What you need to do:
[1] Answer these questions using the review of Beyond the Border:
(a) Which press published the book, and in what year?
(b) What Jewish football team does the review mention?
(c) Whose Freiburg chair does the review imagine Hannah Arendt succeeding?
[2] Continue the review of Beyond the Border, picking up after its last sentence.

** begin Provided text **

Beyond the Border: The German-Jewish Legacy Abroad.
Brenner, Michael
Beyond the Border: The German-Jewish Legacy Abroad. By Steven E.
Aschheim. Princeton: Princeton University Press, 2007. ix + 194 pp.
Let us reverse for a moment Philip Roth's vision that America
had turned fascist and that, as a consequence, Hitler had won the war.
Imagine instead that he would have been overthrown by his fellow Germans
before he had the chance to launch the war and the genocide against
European Jewry. Just as Anne Frank might be writing romantic novels in
Frankfurt, Salman Schocken might have continued to sell clothes in even
more department stores designed by Erich Mendelsohn, and the Jewish team
Hakoah Vienna might have won a few more Austrian football championships;
thus the heroes of this book might have turned German society of the
1950s and 1960s into an exciting intellectual culture. Imagine Hannah
Arendt succeeding Martin Heidegger on his Freiburg chair, Leo Strauss advising Chancellor Konrad Adenauer, George Mosse and Fritz Stern reclaiming Germany's leading role in the study of intellectual
history. To be sure, one is well advised to refrain from pondering about
the "what ifs" of history--but reading this book one is at
least tempted to engage in such intellectual exercises.

** end Provided text **
** begin Provided records **

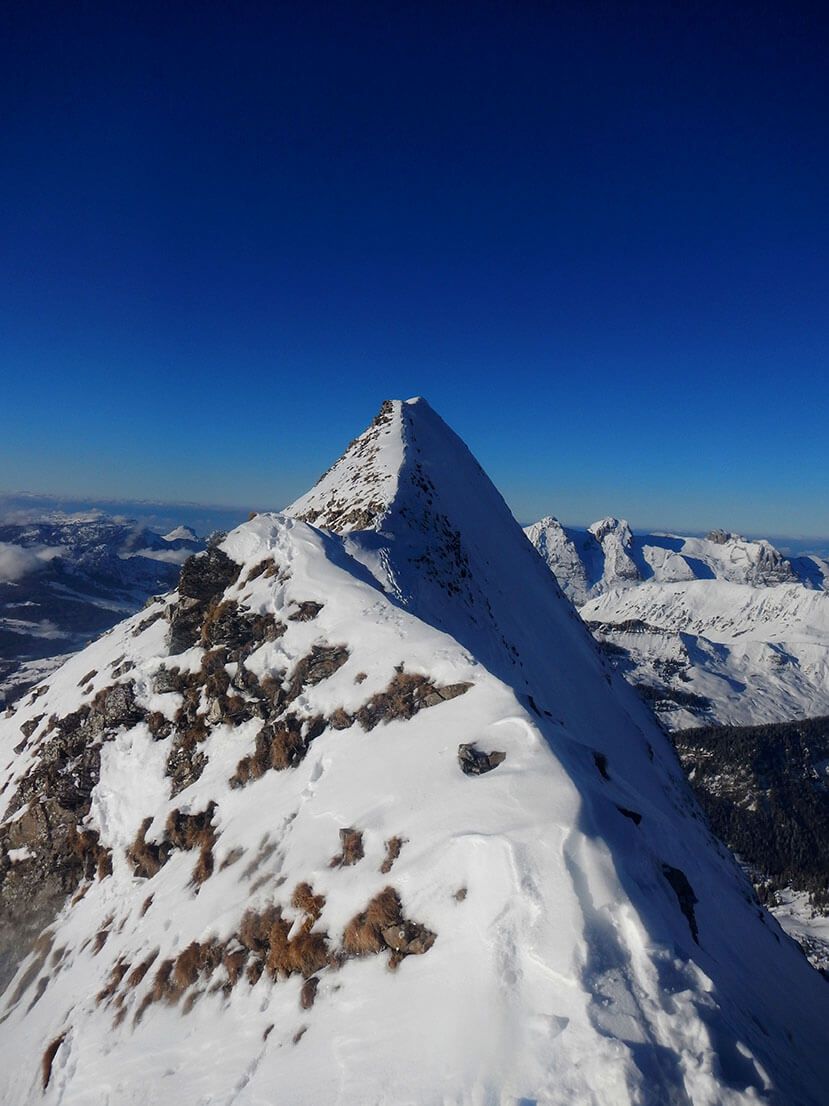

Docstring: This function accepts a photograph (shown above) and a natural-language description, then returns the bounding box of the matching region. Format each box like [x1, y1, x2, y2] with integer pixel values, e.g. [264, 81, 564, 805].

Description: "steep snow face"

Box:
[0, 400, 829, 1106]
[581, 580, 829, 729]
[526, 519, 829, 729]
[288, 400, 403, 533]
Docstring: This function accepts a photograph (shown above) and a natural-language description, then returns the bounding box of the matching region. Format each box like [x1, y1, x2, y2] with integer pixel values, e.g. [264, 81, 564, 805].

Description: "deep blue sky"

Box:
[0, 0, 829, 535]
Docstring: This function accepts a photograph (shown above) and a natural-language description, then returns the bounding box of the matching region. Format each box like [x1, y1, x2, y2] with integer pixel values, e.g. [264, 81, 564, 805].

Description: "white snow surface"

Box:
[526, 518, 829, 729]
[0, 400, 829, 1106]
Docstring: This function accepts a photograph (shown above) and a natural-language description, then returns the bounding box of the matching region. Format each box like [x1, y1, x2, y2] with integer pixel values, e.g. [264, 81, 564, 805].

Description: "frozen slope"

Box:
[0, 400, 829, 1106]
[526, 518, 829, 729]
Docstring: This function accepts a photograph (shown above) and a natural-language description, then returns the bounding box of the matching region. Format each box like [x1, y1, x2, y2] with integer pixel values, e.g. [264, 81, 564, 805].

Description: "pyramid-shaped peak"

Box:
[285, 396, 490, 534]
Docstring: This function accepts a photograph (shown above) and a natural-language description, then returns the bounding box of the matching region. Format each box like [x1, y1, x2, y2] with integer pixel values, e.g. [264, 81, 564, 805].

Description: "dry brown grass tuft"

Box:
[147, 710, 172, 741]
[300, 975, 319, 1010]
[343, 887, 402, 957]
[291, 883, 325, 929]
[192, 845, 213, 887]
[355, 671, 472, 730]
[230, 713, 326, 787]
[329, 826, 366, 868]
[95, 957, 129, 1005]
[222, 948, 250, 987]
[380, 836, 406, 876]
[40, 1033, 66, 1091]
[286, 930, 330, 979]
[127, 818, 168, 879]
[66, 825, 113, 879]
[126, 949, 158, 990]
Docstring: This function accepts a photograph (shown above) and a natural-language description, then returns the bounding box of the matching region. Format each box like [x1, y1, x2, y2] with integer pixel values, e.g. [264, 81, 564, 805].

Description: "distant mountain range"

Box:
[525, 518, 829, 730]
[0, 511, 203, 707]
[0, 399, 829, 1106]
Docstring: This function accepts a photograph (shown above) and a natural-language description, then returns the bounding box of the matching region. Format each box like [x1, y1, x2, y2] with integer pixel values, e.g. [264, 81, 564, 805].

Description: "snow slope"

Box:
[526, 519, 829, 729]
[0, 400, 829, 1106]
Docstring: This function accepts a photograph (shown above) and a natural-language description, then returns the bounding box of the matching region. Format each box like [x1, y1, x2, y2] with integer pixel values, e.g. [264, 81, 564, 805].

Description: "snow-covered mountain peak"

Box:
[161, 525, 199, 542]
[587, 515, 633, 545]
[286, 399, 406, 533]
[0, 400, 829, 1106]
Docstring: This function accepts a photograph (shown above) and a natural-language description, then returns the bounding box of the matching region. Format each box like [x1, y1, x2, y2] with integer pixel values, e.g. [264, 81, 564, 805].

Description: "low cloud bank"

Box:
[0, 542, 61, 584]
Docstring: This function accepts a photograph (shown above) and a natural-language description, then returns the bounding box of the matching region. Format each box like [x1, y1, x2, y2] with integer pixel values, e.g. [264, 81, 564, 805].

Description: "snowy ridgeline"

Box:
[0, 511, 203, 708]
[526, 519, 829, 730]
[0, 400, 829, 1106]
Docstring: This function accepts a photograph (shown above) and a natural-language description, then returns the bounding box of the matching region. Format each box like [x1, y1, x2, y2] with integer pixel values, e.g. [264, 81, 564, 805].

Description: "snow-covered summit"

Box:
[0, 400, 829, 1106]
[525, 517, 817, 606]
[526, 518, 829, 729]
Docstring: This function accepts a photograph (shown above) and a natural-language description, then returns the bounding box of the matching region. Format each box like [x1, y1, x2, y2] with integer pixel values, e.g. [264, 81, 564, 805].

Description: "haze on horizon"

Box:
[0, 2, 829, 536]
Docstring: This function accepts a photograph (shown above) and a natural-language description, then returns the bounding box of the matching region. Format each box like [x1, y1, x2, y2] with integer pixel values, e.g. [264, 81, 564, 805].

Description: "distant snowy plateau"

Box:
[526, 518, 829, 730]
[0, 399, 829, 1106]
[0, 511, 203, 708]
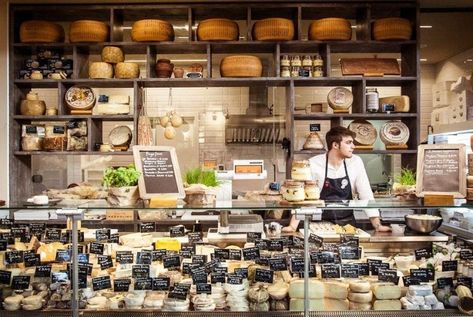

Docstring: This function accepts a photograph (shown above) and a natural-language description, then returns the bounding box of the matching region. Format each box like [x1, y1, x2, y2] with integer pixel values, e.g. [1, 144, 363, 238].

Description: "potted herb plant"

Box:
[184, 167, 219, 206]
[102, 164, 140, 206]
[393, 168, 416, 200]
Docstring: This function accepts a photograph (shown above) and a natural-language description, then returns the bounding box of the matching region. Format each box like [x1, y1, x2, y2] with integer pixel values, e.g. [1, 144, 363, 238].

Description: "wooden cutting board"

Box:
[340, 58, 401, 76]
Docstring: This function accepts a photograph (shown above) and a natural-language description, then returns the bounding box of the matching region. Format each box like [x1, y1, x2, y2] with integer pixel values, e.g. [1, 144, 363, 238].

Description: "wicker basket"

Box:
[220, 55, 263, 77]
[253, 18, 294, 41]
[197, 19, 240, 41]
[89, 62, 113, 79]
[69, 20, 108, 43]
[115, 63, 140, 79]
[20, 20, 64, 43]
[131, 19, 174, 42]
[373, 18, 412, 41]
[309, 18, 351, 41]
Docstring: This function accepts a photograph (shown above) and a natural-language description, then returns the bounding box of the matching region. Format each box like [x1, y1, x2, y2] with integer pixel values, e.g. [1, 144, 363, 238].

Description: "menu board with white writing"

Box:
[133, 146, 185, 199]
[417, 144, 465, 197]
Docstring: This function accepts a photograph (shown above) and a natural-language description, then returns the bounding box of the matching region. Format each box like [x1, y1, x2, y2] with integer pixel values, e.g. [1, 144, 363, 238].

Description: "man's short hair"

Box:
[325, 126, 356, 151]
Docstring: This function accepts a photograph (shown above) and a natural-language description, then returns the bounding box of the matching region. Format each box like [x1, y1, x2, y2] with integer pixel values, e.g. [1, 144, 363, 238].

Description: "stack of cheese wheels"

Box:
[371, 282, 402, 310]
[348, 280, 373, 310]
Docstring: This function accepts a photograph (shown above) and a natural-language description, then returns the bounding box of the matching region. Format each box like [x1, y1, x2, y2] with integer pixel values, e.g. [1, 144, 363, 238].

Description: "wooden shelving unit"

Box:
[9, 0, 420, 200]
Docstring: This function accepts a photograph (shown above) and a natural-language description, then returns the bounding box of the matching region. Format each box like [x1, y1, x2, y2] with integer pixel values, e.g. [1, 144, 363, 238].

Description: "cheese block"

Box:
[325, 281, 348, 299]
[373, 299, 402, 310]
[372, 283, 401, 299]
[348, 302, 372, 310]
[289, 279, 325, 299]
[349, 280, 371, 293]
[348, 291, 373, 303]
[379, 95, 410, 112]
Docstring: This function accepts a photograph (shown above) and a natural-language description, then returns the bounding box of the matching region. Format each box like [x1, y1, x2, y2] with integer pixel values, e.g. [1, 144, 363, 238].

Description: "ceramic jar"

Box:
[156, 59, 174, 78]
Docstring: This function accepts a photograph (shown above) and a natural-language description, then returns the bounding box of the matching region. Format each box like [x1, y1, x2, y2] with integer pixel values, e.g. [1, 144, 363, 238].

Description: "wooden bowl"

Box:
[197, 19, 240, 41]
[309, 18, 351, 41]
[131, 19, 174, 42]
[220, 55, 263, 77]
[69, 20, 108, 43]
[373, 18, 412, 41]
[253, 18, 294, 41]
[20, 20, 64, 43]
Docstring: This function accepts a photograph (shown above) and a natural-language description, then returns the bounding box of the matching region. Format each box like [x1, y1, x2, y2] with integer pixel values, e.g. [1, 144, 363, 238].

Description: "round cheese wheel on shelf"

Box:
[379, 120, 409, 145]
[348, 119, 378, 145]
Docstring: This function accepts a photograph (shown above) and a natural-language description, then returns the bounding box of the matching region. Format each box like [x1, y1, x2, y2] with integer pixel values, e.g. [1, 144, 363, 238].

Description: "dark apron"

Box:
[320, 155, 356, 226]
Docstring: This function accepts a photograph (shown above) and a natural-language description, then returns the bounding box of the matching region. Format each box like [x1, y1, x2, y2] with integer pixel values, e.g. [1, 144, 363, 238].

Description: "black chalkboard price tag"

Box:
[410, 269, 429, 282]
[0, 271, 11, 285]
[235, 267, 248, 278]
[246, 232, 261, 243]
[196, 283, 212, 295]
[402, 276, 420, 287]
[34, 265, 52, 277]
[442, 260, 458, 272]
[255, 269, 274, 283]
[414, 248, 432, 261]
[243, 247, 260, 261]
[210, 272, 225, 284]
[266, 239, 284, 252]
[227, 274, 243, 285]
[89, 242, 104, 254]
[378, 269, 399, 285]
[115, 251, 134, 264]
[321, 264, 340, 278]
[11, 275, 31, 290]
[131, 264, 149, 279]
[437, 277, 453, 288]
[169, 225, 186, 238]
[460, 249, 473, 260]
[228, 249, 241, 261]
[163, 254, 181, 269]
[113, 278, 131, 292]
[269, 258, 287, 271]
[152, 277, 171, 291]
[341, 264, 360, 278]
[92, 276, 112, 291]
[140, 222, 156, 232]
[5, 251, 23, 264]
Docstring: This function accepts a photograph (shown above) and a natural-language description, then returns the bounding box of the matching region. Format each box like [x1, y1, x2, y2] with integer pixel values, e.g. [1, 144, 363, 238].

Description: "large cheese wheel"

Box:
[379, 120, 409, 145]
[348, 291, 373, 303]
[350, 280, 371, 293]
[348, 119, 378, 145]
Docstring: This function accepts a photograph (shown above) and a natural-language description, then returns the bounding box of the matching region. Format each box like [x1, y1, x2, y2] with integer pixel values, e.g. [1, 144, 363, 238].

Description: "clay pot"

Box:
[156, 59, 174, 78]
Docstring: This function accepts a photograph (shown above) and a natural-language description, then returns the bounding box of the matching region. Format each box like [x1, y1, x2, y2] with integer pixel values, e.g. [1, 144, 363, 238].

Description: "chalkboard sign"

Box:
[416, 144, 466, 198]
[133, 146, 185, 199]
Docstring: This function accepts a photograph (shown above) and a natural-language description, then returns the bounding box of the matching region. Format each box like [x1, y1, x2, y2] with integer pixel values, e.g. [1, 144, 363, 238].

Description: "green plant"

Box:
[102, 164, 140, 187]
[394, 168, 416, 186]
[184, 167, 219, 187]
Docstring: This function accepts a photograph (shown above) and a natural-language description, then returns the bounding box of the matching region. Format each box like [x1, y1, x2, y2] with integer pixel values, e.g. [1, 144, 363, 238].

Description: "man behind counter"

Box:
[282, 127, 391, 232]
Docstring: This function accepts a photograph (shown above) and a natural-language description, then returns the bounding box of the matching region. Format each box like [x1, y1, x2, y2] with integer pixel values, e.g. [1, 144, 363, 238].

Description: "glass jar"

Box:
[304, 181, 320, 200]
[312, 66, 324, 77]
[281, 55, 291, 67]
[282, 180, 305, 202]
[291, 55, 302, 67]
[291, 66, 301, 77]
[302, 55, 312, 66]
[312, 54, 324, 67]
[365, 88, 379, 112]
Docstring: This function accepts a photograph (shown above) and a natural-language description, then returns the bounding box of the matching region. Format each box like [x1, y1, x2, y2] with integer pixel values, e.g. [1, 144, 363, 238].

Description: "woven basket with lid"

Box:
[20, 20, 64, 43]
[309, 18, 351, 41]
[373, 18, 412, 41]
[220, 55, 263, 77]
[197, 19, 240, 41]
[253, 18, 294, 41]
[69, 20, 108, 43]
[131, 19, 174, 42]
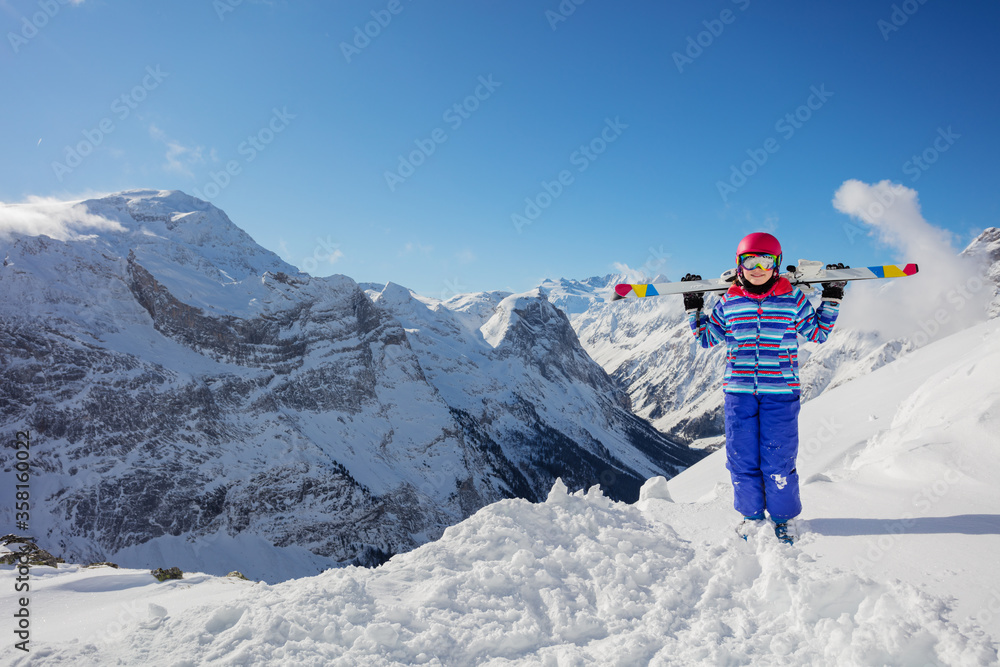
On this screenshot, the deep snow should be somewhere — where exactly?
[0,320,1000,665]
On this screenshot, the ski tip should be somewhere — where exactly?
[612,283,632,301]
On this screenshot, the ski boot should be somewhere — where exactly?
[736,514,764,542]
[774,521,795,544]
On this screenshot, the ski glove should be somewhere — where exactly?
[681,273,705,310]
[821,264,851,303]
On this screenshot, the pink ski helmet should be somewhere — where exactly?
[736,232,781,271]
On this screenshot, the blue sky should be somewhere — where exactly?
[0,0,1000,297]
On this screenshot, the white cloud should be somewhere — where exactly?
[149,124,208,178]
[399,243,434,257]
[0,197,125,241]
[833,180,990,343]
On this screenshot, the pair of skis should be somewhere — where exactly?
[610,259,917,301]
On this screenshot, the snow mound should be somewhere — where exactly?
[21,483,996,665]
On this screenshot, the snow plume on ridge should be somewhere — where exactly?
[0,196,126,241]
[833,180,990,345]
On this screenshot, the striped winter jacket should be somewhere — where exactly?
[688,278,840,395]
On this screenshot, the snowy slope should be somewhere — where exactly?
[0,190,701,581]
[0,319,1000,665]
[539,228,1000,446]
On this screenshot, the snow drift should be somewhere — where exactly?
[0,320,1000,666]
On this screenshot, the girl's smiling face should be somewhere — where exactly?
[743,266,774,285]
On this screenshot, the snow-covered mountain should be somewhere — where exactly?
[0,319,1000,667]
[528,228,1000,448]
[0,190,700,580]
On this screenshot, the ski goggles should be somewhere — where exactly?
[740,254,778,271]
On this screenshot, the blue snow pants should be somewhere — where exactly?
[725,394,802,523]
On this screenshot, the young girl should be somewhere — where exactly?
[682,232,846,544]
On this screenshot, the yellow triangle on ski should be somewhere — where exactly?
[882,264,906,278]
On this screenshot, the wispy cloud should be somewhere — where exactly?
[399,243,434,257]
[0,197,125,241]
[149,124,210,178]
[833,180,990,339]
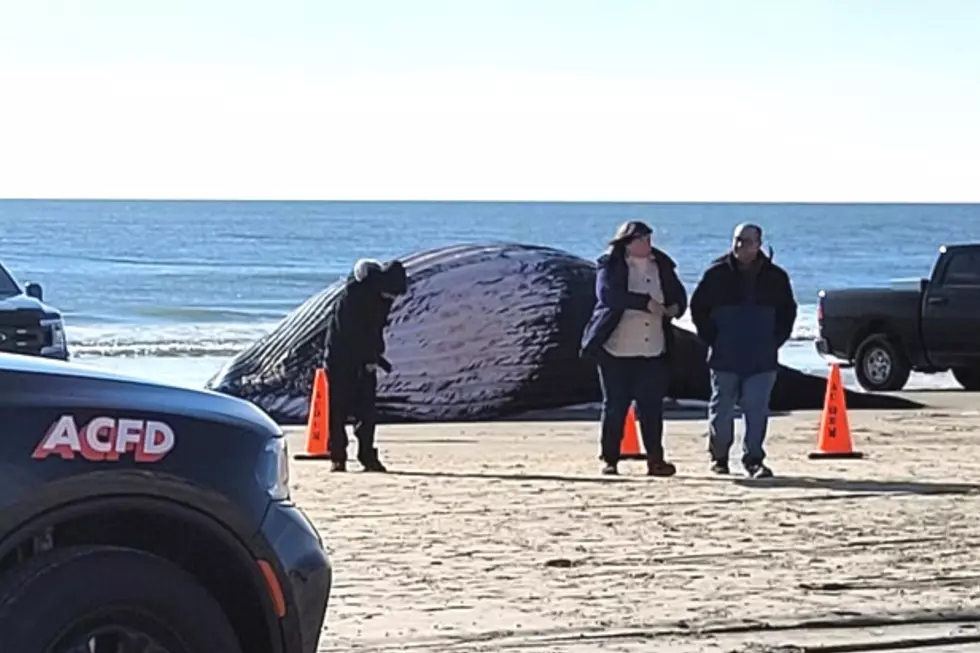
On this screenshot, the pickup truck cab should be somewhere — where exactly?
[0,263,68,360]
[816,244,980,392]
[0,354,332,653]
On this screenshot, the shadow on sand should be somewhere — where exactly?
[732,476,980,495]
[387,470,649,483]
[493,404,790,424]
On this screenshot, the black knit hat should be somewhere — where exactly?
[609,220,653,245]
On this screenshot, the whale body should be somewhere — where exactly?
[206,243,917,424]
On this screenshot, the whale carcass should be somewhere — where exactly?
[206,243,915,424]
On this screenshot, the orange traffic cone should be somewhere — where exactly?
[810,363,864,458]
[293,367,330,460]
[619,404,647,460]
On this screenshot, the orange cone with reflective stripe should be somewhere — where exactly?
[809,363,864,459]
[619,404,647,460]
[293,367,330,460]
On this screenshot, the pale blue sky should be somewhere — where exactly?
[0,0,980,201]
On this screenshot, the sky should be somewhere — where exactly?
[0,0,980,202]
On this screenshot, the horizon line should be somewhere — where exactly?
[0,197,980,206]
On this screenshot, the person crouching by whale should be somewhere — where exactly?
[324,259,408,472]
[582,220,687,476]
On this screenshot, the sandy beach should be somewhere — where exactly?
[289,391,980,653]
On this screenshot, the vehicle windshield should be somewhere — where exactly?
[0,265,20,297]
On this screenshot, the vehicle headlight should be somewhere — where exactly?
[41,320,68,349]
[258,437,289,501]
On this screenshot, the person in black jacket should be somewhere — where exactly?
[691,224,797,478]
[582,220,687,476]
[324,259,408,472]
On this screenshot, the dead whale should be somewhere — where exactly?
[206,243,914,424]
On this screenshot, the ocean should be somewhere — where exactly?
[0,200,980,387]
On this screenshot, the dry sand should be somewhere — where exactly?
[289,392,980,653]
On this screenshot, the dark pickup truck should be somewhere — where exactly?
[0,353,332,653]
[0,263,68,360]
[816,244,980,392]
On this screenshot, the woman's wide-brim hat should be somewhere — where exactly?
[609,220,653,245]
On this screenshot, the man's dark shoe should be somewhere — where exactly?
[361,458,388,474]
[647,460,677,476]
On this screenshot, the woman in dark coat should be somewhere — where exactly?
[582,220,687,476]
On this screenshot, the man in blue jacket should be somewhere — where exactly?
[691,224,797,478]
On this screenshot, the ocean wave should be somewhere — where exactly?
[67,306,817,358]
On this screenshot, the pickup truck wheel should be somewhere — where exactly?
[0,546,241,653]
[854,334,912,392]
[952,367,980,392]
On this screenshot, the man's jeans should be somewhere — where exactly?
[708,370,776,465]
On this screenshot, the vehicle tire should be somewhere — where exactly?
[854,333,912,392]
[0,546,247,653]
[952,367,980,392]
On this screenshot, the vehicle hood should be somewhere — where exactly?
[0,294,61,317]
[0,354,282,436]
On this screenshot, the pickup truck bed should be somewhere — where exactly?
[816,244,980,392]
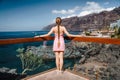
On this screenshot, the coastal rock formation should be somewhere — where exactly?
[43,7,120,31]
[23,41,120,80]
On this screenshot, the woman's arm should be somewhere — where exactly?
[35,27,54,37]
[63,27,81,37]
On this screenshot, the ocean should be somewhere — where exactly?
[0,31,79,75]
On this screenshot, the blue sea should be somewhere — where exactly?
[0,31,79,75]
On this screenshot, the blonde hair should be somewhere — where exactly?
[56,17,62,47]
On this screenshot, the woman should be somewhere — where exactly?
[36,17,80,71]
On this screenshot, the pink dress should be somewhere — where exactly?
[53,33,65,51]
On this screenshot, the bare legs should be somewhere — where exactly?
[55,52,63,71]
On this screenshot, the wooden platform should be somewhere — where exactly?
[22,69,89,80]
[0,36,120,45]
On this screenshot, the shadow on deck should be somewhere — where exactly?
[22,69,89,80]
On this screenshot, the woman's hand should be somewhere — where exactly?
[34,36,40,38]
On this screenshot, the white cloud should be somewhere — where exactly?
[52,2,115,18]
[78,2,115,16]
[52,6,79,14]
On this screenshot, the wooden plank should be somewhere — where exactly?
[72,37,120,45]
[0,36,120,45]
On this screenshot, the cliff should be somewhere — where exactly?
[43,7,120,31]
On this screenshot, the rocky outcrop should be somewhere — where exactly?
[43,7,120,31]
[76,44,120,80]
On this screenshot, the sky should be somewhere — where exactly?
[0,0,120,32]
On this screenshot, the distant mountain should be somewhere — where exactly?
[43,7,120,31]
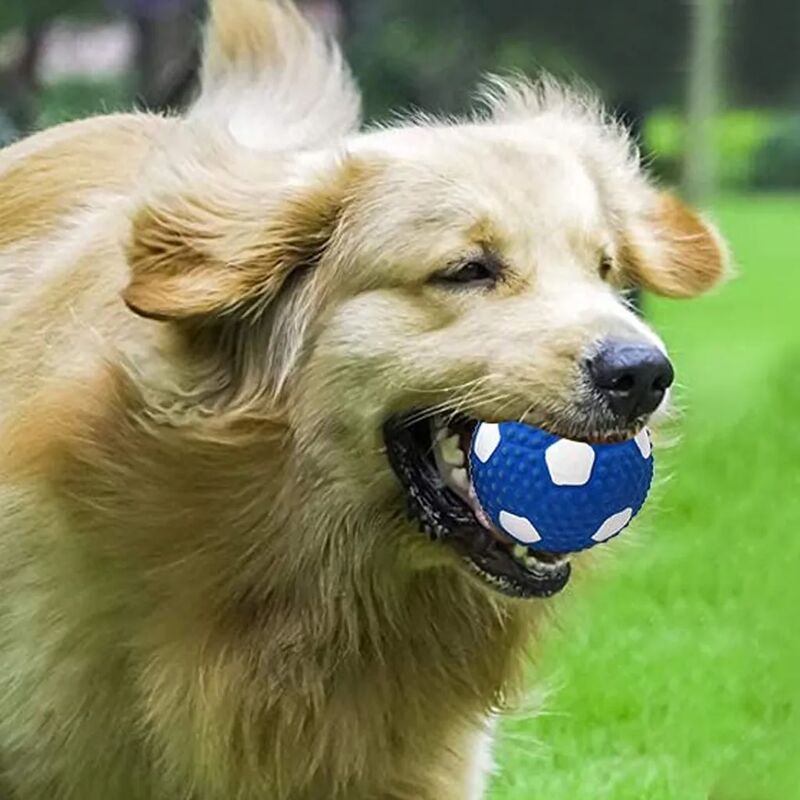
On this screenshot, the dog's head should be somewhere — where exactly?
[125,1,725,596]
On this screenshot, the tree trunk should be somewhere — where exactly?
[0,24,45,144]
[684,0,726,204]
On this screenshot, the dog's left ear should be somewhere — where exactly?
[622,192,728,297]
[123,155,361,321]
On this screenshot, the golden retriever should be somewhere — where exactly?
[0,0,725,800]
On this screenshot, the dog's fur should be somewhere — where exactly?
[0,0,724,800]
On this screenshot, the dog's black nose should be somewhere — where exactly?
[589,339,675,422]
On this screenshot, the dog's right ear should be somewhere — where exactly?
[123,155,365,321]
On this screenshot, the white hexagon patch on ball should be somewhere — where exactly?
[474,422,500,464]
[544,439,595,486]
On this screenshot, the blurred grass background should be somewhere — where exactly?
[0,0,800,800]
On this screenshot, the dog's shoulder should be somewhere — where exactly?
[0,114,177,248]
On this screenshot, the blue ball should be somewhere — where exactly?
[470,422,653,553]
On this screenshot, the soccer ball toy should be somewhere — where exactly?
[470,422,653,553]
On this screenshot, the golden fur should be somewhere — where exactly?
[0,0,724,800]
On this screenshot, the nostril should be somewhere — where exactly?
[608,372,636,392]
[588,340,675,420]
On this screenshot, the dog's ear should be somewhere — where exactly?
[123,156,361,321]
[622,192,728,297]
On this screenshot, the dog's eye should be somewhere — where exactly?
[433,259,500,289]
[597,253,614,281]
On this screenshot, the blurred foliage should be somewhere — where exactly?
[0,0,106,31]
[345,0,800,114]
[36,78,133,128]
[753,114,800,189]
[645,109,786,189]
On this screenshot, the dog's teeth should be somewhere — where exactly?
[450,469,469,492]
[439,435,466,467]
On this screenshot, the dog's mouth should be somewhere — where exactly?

** end Provided records **

In response:
[1]
(a) Princeton University Press, 2007
(b) Hakoah Vienna
(c) Martin Heidegger's

[2]
Aschheim's Beyond the Border is, however, not at all an
invitation for unhistorical speculation of what did not happen, but
rather a sober analysis of what has happened. The three essays in this
volume concentrate on three different aspects of the German-Jewish
legacy. Each of them suggests that German Jews abroad opened particular
paths within their respective academic societies. German-Jewish
Zionists, many of them of Czech background, represented a more tolerant
version of nationalism than prevalent in the Jewish society of Palestine
and later Israel. German-Jewish emigre historians in the United States
continued the prewar German tradition of intellectual history while
their postwar German colleagues concentrated mostly on social history.
Finally, Theodor Adorno, Hannah Arendt, Gershom Scholem, and Leo Strauss
became icons of contemporary Western intellectual and academic culture.
In "Bildung in Palestine" Aschheim follows a recent
tendency in scholarship by granting special attention to the
multicultural setting of interwar Prague, with its competing Czech,
German, and Jewish identities. Prague Jews, such as Hans Kohn, Hugo
Bergmann, and Robert Wehsch, were among the leading members of the Brit
Shalom movement arguing for a binational solution in Palestine. They
were joined by immigrants from Germany, such as Gershom Scholem, Martin
Buber, Ernst Simon, and Arthur Ruppin. Aschheim is absolutely right in
distinguishing this mainly German-Jewish binationalist position (which
is a moderate but still a nationalist conception) from later
postnationalist visions.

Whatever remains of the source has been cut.